Exercise details>
Return every line of the listing below that contains the string "ceiling", matching case exactly.

Source material>
· · ·

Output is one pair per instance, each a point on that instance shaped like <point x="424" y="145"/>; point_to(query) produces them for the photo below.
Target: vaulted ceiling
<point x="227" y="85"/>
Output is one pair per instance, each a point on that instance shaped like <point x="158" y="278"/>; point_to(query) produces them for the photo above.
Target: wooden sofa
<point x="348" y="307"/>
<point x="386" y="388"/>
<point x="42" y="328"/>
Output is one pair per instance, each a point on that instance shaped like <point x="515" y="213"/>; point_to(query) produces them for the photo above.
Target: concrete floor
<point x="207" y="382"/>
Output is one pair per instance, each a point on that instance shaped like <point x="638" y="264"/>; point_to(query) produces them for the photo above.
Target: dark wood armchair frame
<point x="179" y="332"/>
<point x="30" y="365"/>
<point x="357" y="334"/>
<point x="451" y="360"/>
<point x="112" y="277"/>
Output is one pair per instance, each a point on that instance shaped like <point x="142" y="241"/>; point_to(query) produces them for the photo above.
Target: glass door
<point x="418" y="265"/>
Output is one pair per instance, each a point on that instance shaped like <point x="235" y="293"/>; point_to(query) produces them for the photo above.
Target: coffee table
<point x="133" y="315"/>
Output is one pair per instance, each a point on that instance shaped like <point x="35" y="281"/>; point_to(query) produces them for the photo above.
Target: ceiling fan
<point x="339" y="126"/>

· · ·

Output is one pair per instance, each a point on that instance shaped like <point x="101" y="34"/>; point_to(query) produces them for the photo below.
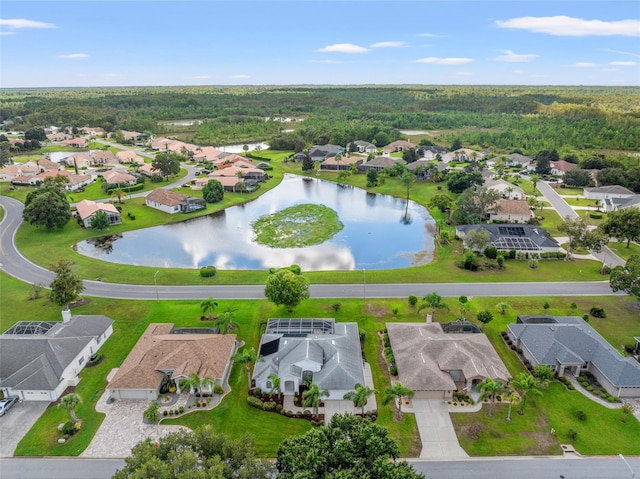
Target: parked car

· · ·

Solved problem>
Target: vaulted ceiling
Target: ceiling fan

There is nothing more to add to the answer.